◆ Exercise requirements ◆
From the records below, set down exactly the lines starting with the line that contains "Each instance of the dry" and going on through the line that contains "Target: tan fur". Nothing else is wanted.

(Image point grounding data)
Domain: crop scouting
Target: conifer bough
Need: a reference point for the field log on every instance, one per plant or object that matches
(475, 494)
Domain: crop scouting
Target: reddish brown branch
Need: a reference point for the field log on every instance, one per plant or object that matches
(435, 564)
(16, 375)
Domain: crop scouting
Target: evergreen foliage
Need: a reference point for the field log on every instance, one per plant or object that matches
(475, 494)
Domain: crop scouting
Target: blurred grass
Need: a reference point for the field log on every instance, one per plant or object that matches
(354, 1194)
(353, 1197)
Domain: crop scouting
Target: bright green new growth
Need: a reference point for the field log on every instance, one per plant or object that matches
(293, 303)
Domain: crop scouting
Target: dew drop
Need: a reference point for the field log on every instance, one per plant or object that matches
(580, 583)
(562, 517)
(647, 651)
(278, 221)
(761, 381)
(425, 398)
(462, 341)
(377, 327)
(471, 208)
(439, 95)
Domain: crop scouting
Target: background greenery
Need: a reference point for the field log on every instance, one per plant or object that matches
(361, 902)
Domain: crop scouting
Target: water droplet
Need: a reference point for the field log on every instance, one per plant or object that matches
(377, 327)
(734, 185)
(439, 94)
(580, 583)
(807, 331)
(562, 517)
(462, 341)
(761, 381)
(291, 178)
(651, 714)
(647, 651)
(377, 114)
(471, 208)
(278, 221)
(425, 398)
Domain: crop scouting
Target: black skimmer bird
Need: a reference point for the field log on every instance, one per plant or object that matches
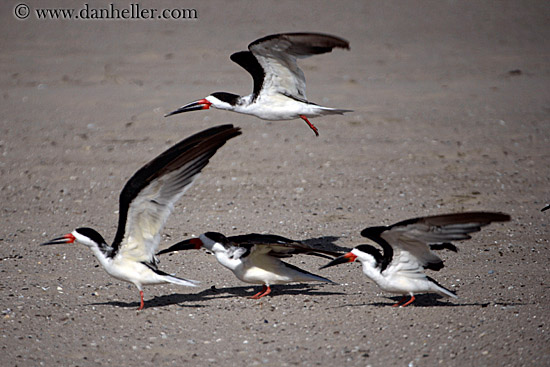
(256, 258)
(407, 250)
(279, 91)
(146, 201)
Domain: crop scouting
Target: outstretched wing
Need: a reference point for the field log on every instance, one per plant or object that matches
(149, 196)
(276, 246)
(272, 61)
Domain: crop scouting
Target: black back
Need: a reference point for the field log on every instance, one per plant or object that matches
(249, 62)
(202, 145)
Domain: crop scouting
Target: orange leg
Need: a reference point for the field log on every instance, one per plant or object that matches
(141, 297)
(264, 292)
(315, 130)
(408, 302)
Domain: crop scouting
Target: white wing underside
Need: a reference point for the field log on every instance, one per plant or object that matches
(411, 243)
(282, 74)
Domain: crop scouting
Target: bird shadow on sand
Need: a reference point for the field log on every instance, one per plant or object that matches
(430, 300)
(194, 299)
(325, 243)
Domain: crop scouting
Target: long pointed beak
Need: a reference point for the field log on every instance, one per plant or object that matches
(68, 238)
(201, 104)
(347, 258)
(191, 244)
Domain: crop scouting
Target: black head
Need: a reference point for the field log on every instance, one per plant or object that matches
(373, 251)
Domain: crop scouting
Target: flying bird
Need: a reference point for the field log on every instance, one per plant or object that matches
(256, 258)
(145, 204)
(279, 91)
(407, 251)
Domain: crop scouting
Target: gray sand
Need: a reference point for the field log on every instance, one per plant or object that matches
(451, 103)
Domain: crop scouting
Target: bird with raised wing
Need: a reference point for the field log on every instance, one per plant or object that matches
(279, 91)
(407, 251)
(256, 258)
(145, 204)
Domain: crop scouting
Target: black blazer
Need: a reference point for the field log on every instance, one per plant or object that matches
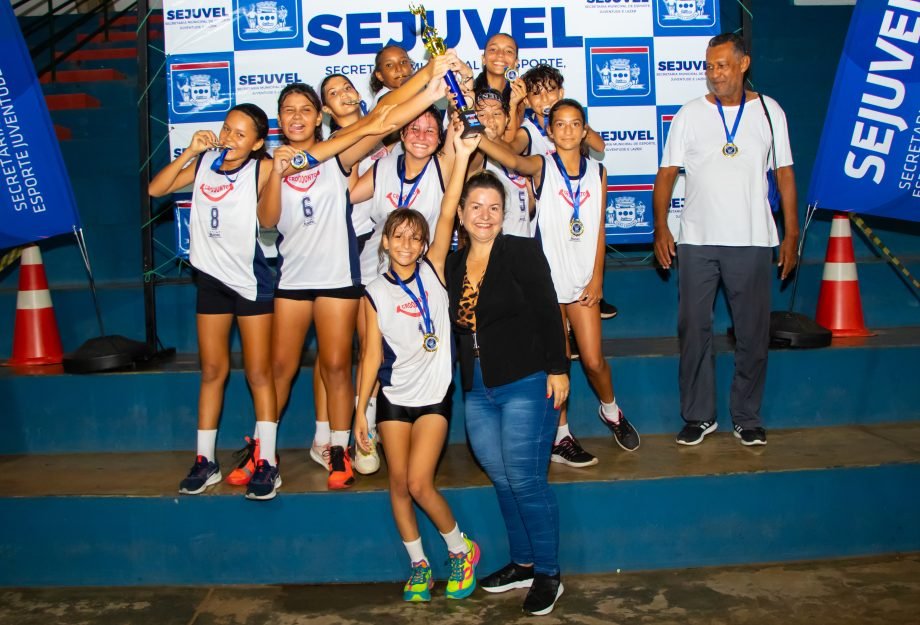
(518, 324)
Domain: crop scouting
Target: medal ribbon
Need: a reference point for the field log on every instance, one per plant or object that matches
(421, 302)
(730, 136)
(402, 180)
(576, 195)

* * *

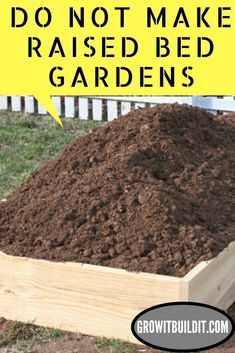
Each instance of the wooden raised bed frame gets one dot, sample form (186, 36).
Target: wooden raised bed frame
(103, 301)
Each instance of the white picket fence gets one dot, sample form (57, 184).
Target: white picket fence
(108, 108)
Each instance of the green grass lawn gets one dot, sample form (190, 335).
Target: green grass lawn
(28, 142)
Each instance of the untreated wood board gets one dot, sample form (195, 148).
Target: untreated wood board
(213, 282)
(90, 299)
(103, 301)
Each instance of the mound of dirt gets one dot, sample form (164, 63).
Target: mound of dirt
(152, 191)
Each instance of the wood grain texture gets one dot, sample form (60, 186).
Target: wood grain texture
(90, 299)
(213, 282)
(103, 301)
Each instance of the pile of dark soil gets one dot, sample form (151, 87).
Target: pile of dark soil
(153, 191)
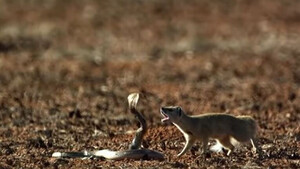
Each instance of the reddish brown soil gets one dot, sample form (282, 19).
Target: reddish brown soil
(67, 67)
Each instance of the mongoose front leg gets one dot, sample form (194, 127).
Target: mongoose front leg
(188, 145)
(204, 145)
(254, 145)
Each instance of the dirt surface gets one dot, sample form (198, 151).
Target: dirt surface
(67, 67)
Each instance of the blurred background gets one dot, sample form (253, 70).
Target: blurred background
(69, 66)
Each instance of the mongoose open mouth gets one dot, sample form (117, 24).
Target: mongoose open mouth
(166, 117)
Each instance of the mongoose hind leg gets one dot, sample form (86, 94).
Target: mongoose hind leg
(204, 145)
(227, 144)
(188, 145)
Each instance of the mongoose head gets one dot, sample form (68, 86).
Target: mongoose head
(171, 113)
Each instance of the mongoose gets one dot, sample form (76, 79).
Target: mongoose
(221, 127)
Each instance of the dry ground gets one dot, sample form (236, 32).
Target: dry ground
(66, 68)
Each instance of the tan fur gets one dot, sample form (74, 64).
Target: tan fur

==

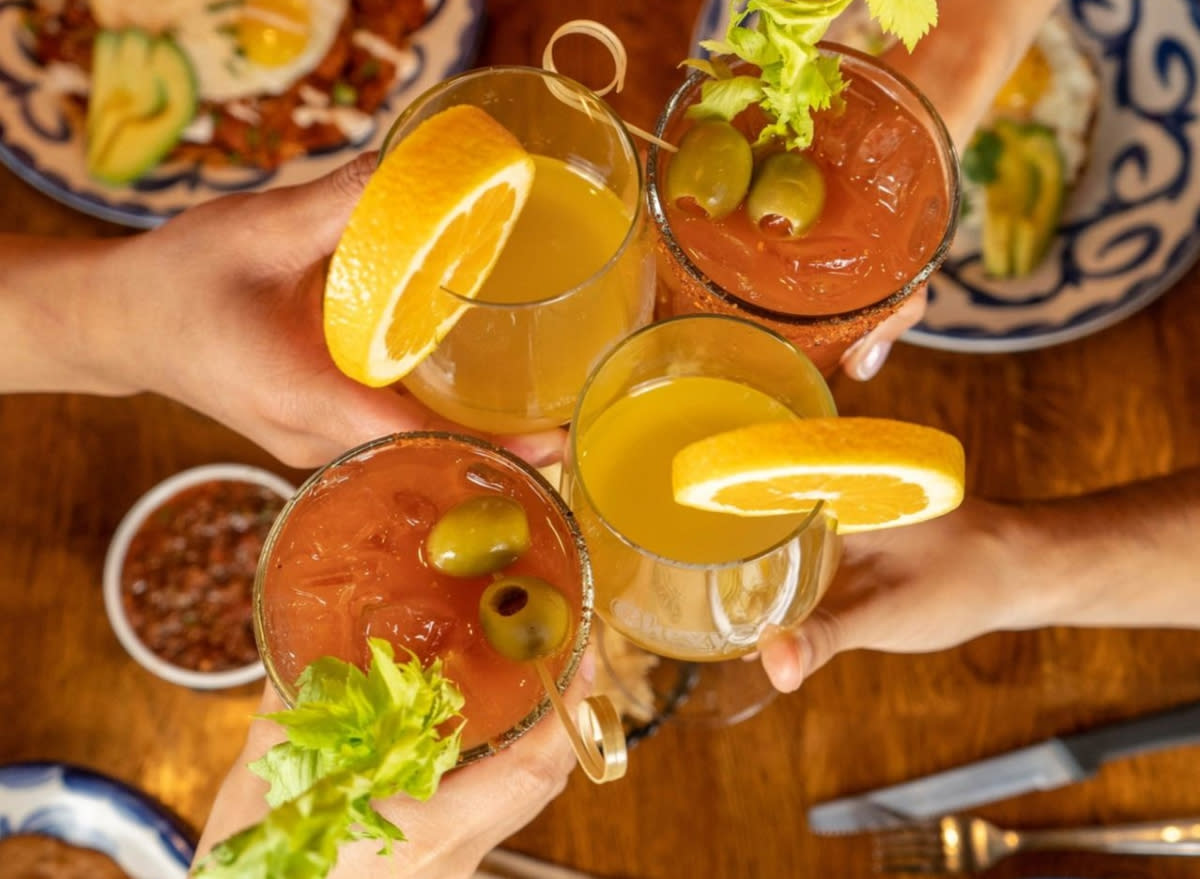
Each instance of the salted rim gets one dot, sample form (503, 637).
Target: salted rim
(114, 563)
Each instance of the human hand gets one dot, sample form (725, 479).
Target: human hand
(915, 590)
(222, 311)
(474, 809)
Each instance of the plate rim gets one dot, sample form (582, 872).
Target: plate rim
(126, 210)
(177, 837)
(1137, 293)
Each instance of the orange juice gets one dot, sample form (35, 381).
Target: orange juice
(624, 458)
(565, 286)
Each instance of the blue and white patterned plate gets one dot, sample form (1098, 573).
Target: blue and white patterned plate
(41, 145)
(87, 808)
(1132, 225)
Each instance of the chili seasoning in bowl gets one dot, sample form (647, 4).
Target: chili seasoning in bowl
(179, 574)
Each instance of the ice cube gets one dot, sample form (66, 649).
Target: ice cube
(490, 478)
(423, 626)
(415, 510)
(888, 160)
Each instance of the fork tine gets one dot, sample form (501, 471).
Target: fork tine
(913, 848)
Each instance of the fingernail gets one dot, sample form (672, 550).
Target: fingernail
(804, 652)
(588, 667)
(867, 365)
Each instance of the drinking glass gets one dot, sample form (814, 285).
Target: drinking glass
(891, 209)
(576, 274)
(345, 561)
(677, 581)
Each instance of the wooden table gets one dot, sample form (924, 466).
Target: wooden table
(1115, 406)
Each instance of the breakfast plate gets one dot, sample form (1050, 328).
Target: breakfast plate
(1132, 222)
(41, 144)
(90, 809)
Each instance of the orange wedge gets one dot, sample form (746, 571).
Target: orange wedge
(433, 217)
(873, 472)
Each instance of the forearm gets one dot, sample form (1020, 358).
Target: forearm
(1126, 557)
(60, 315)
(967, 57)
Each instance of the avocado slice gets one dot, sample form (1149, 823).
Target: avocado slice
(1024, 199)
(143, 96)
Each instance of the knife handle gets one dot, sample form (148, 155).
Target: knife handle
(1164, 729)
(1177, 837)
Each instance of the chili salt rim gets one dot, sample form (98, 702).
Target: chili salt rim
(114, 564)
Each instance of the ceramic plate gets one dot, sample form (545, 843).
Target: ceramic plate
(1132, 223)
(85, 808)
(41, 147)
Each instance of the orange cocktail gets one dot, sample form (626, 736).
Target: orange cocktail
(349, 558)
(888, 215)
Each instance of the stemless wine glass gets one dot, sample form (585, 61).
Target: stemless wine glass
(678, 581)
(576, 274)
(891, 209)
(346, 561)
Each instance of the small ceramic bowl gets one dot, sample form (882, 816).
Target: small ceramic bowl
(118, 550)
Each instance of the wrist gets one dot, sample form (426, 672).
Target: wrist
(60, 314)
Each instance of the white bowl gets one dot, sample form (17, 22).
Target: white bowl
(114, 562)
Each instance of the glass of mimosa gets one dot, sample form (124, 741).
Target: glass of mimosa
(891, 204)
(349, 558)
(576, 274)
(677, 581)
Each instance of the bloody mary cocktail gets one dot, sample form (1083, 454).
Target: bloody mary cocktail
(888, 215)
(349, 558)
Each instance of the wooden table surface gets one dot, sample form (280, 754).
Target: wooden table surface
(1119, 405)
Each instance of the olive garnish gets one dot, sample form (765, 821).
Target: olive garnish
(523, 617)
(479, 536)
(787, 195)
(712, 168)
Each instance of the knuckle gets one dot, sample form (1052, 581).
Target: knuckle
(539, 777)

◆ Solution ◆
Each instance of the dry ground gets one dot, sample form (236, 32).
Target: dry ground
(66, 68)
Each instance of the tan fur gets one dot, sample form (74, 64).
Target: tan fur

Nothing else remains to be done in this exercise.